AIM OF THE TASK:
Your answer should be an exact copy of the data.

DATA FOR REVIEW:

-- Opening Marker --

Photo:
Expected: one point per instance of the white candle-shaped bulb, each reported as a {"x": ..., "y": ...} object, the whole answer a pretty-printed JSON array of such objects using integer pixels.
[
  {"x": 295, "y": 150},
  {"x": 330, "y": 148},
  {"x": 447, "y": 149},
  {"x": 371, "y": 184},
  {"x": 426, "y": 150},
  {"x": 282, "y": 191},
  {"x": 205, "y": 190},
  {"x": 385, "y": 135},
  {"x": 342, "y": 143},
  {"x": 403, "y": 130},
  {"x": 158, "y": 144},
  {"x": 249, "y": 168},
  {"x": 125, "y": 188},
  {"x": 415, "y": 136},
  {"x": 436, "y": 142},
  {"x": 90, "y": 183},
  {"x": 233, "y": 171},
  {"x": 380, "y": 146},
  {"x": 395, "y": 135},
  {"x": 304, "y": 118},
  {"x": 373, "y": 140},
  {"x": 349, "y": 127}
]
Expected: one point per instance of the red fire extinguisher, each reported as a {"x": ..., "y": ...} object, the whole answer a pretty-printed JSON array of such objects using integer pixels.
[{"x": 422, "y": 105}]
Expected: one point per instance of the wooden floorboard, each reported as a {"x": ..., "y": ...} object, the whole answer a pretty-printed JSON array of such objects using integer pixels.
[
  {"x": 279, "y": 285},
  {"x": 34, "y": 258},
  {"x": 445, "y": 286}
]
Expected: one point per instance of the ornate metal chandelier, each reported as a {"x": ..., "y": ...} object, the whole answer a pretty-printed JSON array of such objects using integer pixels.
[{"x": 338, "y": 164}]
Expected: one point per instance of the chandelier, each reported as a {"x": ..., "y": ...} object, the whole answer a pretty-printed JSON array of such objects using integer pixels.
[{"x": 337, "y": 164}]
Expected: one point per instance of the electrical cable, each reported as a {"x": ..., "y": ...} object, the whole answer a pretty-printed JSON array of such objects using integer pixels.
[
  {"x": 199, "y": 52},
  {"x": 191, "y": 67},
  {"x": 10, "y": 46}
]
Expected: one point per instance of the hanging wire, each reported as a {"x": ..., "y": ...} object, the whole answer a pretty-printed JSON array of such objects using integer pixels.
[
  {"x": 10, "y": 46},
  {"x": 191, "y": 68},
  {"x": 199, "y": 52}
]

-- Closing Marker --

RESPONSE:
Photo:
Expected: one point per instance of the white candle-shaped bulb, each reported as a {"x": ..., "y": ...} object, the whole answer a pretty-printed JSON array of such objects using integer pixels.
[
  {"x": 295, "y": 150},
  {"x": 330, "y": 148},
  {"x": 447, "y": 149},
  {"x": 371, "y": 184},
  {"x": 426, "y": 150},
  {"x": 282, "y": 191},
  {"x": 205, "y": 190},
  {"x": 385, "y": 135},
  {"x": 342, "y": 143},
  {"x": 403, "y": 130},
  {"x": 158, "y": 144},
  {"x": 249, "y": 168},
  {"x": 125, "y": 188},
  {"x": 415, "y": 136},
  {"x": 436, "y": 142},
  {"x": 90, "y": 183},
  {"x": 233, "y": 171},
  {"x": 380, "y": 146},
  {"x": 395, "y": 135},
  {"x": 304, "y": 118},
  {"x": 373, "y": 140},
  {"x": 349, "y": 127}
]
Expected: one point per instance of the red fire extinguisher, each reported as a {"x": ..., "y": ...} object, the whole answer a pretty-printed JSON array of such objects using integer pixels.
[{"x": 422, "y": 105}]
Expected: one point per instance of the wooden floorboard, each reported as a {"x": ..., "y": ...} object, the whole answer a pretty-printed JSON array of such objects using integer pixels.
[
  {"x": 279, "y": 285},
  {"x": 34, "y": 258},
  {"x": 445, "y": 286}
]
Expected: one point per instance of the ornate metal chandelier, each reported as a {"x": ..., "y": ...} object, the whole answer a pretty-printed JSON array of such objects using integer pixels.
[{"x": 338, "y": 164}]
Expected: one point per instance of the chandelier, each reported as a {"x": ..., "y": ...} object, the whole answer a pretty-printed JSON array of such objects using integer pixels.
[{"x": 337, "y": 164}]
Expected: one point per instance of the electrical cable, each reported as a {"x": ..., "y": ...} object, the whole answer a pretty-printed JSON array of such objects using integer pixels.
[
  {"x": 199, "y": 52},
  {"x": 191, "y": 67},
  {"x": 10, "y": 46}
]
Expected: one point per instance of the hanging wire, each reported as a {"x": ..., "y": ...} object, the whole answer a pretty-printed JSON array of such objects using integer pixels.
[
  {"x": 10, "y": 46},
  {"x": 191, "y": 68},
  {"x": 199, "y": 52}
]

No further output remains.